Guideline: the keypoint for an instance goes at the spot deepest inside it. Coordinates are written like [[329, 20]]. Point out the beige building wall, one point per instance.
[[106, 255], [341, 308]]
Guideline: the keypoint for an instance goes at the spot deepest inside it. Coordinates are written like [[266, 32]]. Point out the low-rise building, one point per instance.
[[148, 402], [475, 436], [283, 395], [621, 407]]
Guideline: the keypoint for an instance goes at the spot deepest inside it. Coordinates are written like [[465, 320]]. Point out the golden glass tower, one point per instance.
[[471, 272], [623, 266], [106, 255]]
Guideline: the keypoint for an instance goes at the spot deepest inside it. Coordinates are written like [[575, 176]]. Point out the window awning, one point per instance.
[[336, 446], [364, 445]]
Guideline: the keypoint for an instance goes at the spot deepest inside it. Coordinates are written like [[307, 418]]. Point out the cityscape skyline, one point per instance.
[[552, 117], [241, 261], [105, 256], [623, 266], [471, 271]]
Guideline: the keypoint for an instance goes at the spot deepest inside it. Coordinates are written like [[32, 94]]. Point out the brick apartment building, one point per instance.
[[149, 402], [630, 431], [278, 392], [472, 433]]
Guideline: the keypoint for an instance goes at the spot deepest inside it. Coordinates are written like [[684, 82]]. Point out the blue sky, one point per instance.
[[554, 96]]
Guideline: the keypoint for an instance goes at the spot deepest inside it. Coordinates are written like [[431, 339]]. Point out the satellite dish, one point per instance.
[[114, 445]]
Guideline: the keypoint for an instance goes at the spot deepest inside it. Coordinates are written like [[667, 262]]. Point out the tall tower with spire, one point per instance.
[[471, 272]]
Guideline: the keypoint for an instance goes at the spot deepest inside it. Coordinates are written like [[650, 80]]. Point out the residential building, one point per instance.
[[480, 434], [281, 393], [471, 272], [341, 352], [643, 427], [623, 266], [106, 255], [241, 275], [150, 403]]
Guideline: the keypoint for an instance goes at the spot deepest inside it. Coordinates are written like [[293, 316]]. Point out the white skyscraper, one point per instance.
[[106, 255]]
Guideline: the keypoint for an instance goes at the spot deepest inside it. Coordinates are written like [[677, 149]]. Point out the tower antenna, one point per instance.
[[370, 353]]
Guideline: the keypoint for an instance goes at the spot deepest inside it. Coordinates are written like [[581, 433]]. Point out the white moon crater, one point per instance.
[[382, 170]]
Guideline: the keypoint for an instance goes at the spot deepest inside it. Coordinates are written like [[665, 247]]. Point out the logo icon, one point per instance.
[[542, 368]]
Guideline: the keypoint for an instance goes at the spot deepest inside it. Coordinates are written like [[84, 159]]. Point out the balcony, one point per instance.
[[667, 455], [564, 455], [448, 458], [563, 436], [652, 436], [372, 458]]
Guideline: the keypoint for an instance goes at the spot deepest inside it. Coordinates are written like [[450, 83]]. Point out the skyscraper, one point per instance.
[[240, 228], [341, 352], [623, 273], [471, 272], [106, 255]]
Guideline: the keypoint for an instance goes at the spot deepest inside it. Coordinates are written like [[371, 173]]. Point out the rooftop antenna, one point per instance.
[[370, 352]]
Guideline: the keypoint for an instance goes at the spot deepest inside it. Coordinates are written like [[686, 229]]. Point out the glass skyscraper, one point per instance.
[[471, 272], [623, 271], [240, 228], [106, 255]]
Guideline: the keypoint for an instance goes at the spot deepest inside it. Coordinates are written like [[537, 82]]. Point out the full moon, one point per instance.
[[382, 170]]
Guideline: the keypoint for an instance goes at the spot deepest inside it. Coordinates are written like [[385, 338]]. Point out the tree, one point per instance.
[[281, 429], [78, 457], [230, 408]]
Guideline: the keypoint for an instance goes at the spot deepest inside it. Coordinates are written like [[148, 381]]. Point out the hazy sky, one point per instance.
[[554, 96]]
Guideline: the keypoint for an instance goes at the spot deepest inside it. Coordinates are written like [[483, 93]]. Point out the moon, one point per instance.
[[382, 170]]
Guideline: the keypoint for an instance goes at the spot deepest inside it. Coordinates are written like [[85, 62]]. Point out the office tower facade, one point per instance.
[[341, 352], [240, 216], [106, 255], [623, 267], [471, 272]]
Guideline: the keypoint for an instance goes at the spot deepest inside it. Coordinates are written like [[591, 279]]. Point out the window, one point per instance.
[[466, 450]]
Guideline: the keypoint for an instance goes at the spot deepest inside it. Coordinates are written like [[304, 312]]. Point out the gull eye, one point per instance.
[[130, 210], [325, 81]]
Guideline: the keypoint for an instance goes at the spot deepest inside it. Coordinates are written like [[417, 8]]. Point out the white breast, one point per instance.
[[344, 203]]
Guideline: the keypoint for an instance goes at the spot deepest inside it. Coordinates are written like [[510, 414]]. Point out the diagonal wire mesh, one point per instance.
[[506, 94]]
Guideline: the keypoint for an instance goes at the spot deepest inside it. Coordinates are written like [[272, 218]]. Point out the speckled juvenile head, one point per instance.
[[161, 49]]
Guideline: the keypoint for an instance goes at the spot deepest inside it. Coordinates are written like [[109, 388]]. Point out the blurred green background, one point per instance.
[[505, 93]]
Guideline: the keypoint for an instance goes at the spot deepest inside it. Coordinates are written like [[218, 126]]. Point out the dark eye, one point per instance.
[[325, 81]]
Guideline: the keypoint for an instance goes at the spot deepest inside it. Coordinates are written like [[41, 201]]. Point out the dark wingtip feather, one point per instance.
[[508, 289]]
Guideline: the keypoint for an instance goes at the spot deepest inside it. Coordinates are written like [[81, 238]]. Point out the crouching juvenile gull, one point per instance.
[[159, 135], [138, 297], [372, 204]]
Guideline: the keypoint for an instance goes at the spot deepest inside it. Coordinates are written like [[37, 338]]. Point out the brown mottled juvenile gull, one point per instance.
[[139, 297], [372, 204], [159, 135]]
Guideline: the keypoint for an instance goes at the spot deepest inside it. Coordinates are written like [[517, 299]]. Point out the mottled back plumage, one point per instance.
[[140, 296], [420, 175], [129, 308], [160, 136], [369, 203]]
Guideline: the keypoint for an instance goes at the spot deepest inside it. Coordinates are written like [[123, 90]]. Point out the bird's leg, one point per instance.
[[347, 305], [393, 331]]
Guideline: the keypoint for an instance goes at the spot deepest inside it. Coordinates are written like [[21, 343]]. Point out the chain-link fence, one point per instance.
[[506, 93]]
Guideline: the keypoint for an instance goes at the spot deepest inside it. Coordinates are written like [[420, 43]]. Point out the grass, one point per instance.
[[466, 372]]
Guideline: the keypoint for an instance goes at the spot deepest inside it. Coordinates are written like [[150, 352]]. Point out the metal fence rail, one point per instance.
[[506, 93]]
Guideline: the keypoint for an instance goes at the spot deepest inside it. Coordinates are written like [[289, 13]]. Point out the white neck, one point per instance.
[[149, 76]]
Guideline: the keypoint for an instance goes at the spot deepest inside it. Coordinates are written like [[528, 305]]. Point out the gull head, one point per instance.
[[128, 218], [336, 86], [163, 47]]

* * *

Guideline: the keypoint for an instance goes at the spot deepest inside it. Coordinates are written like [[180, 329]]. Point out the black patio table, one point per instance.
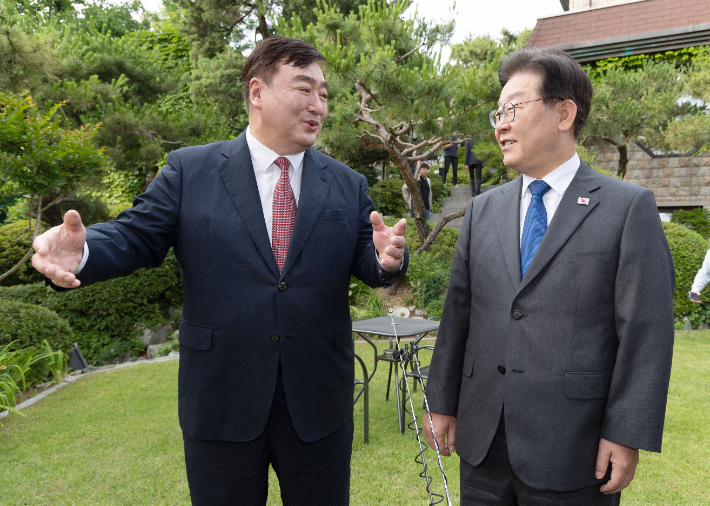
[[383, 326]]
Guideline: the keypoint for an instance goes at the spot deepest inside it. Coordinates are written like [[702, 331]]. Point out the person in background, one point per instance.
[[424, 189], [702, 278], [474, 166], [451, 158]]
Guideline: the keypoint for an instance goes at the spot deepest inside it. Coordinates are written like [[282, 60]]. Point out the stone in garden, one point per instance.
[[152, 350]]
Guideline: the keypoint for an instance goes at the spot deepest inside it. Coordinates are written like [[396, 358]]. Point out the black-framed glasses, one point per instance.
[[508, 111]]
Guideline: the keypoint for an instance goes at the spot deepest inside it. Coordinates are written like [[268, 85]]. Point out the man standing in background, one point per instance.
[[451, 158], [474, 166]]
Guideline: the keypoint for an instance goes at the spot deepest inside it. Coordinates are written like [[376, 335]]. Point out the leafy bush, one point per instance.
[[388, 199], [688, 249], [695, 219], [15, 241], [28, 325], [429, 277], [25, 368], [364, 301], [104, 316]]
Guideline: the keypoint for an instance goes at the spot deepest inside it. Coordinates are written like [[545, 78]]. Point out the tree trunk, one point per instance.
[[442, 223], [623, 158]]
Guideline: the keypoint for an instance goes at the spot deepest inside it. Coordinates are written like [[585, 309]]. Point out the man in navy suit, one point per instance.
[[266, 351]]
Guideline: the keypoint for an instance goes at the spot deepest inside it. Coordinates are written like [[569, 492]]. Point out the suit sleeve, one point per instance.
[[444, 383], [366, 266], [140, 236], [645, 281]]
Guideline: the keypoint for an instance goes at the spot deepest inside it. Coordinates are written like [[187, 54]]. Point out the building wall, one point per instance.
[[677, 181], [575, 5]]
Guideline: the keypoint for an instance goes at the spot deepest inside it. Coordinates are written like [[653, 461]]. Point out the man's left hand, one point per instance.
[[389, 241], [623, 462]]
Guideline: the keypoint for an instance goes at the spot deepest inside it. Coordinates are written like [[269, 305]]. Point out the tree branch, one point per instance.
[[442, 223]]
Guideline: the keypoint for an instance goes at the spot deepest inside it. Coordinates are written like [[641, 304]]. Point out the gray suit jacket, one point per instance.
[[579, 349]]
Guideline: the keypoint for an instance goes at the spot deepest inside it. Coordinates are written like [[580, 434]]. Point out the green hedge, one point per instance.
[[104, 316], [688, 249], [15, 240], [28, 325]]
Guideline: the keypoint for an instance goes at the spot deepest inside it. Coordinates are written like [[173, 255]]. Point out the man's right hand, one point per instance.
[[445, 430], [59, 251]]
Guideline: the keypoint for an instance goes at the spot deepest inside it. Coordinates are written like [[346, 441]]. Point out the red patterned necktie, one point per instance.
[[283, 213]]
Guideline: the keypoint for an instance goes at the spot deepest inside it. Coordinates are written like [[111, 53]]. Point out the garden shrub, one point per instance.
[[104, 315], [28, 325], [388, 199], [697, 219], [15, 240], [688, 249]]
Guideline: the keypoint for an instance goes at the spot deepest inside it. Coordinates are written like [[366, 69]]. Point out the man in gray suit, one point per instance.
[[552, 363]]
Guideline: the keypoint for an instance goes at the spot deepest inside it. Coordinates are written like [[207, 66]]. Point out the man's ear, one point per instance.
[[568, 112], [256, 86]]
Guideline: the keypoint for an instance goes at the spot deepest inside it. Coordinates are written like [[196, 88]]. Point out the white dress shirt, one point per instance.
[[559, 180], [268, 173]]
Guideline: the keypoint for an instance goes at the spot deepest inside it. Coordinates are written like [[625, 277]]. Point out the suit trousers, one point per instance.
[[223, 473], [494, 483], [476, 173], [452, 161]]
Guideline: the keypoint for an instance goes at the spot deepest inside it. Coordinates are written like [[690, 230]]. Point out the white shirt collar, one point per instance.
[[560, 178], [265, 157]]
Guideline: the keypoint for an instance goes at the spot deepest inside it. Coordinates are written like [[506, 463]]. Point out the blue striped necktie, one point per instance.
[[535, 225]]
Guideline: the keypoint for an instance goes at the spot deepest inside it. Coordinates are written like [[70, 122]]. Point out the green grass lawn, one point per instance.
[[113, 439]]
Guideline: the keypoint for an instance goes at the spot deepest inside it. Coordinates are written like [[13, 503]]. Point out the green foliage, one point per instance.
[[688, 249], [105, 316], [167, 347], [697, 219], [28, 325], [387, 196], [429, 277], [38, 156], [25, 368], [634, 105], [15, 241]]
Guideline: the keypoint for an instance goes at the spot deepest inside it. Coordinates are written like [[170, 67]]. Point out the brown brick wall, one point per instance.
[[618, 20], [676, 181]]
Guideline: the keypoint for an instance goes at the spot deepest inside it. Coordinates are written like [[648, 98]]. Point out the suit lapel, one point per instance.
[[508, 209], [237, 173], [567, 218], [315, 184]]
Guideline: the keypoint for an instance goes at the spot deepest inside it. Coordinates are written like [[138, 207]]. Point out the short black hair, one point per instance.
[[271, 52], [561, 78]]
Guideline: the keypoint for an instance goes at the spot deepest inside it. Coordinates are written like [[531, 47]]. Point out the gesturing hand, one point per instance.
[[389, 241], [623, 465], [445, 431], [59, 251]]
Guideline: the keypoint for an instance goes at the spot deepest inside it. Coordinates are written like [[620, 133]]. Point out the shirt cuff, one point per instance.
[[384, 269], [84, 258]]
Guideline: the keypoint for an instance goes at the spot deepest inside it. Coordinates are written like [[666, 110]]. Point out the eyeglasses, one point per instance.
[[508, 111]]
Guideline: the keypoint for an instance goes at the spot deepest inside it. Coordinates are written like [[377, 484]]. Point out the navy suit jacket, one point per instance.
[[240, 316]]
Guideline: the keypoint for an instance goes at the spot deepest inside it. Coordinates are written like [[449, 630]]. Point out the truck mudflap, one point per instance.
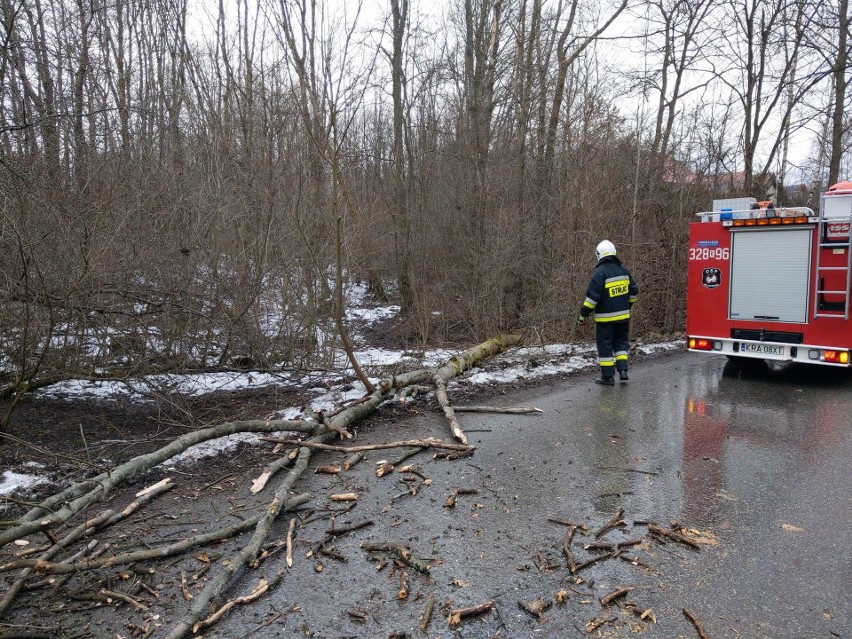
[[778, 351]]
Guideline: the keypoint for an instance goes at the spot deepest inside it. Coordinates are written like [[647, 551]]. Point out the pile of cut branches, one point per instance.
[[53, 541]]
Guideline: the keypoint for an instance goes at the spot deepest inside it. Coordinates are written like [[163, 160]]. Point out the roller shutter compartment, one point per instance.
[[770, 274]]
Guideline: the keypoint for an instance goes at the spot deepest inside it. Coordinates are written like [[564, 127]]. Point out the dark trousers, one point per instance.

TASK PROMPT:
Format the data from the line with "beige building wall, one point per instance." up to and including the line with "[[148, 402], [475, 436], [283, 395], [621, 407]]" as a numbered list, omitting any blank lines.

FINAL RESULT:
1. Guideline: the keypoint for an instance goes at the spot deepest inside it. Coordinates are written like [[329, 20]]. Point out the beige building wall, one point per instance.
2. [[106, 255], [341, 308]]
3. Guideline: the keypoint for an instance goes at the spot deepest inside it. Coordinates are written like [[266, 32]]. Point out the low-rise building, one point per instance.
4. [[148, 402], [475, 436], [283, 395], [621, 407]]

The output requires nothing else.